▶ _EXERCISE DESCRIPTION_: Could you print exactly the lines of the listing below, starting at the line that has "In this exercise you will annotate each instance of the shaded" and ending at the line that has "the rocky cliff", and only those lines?

▶ _DATA FOR THIS EXERCISE_:
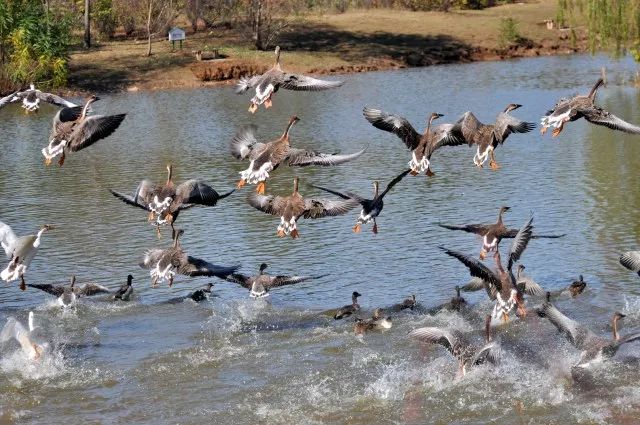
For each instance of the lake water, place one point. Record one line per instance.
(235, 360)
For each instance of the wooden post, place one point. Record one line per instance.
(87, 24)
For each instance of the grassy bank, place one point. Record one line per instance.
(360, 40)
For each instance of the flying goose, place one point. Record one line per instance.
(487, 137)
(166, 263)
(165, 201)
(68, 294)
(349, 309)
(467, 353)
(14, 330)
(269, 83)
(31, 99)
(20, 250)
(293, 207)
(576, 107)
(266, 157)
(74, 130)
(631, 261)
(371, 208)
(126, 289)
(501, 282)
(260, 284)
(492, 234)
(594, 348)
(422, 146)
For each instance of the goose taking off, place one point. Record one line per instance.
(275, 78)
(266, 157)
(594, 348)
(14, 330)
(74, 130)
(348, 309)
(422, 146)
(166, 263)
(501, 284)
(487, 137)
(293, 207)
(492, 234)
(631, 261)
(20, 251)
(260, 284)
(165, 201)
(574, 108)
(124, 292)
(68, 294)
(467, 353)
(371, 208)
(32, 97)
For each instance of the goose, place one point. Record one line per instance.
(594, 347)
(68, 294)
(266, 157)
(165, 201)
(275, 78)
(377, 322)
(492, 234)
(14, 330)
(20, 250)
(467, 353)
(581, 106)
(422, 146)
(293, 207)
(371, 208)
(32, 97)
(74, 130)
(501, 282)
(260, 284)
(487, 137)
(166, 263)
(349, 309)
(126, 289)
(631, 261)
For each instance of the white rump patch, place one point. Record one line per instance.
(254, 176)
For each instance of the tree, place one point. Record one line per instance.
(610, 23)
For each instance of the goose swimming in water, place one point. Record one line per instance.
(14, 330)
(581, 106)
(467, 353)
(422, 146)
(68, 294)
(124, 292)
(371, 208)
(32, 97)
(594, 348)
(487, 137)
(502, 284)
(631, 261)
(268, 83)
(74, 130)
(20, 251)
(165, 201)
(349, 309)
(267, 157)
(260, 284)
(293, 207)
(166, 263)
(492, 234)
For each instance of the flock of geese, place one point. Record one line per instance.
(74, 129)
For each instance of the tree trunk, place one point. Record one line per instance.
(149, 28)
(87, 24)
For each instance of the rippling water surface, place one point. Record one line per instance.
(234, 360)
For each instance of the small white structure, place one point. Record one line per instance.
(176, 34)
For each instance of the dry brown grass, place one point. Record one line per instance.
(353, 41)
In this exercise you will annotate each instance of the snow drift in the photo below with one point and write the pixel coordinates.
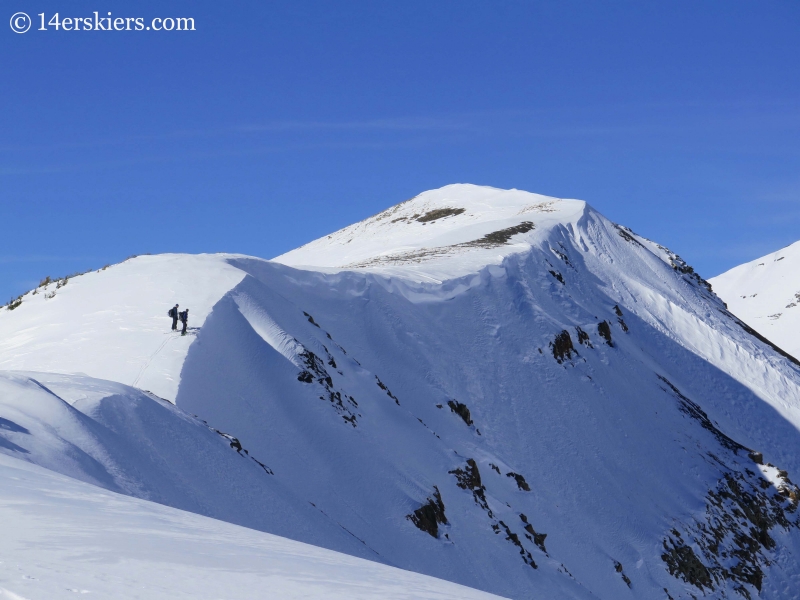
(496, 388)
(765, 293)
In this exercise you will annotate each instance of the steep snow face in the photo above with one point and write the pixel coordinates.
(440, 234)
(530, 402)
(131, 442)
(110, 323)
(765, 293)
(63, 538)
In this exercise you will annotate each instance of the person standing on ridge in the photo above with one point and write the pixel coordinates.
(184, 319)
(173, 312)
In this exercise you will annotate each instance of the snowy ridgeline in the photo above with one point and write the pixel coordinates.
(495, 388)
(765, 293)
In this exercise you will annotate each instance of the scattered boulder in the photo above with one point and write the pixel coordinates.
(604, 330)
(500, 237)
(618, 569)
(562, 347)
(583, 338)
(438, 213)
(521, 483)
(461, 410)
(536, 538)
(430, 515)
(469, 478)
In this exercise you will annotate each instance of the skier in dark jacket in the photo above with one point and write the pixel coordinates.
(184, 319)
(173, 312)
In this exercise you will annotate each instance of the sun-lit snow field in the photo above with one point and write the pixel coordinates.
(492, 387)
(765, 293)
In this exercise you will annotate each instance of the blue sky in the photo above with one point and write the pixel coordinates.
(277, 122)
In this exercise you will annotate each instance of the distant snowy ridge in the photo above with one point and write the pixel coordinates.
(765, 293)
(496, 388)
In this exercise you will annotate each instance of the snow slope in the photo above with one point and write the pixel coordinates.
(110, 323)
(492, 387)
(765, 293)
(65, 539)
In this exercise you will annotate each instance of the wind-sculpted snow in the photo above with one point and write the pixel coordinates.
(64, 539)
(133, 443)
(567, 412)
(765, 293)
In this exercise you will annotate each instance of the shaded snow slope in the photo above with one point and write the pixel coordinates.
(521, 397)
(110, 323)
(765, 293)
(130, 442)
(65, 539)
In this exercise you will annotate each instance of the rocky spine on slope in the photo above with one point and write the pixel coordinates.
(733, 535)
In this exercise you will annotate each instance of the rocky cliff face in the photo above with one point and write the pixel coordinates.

* * *

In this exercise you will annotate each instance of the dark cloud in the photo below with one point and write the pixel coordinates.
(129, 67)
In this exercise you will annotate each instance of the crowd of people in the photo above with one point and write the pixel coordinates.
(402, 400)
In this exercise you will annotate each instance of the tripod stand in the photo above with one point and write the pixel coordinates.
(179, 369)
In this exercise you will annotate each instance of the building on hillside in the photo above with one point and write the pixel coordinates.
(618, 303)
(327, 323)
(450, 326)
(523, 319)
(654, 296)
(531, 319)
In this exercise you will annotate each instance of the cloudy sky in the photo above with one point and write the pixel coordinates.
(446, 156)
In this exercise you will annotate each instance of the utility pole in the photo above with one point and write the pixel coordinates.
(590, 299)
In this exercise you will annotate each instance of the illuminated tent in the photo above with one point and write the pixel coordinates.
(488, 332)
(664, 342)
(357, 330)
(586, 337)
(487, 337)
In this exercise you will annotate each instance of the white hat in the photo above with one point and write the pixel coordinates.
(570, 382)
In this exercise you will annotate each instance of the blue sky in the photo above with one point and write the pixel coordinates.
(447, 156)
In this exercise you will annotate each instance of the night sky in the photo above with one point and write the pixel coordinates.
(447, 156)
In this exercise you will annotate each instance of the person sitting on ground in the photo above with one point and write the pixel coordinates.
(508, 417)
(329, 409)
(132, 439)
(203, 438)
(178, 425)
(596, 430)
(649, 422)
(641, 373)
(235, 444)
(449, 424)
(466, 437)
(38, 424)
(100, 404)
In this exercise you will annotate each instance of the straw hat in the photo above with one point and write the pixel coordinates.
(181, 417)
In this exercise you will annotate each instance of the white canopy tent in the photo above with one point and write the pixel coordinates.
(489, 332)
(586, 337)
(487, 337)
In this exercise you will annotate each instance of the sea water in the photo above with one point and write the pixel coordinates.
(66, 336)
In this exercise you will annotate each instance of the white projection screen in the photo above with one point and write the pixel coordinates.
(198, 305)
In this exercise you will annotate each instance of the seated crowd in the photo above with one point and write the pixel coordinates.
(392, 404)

▶ _EXERCISE RESULT_:
In this exercise you will annotate each instance of the shaded snow slope in the photo above with one point and write the pixel coordinates.
(521, 397)
(110, 323)
(765, 293)
(130, 442)
(65, 539)
In this exercise you will annotate each instance of the rocky spine on slope in the photo above with one point and write the pixel coordinates.
(733, 535)
In this exercise you will annotate each instance of the rocky cliff face in the photo above with one point and write the pixel coordinates.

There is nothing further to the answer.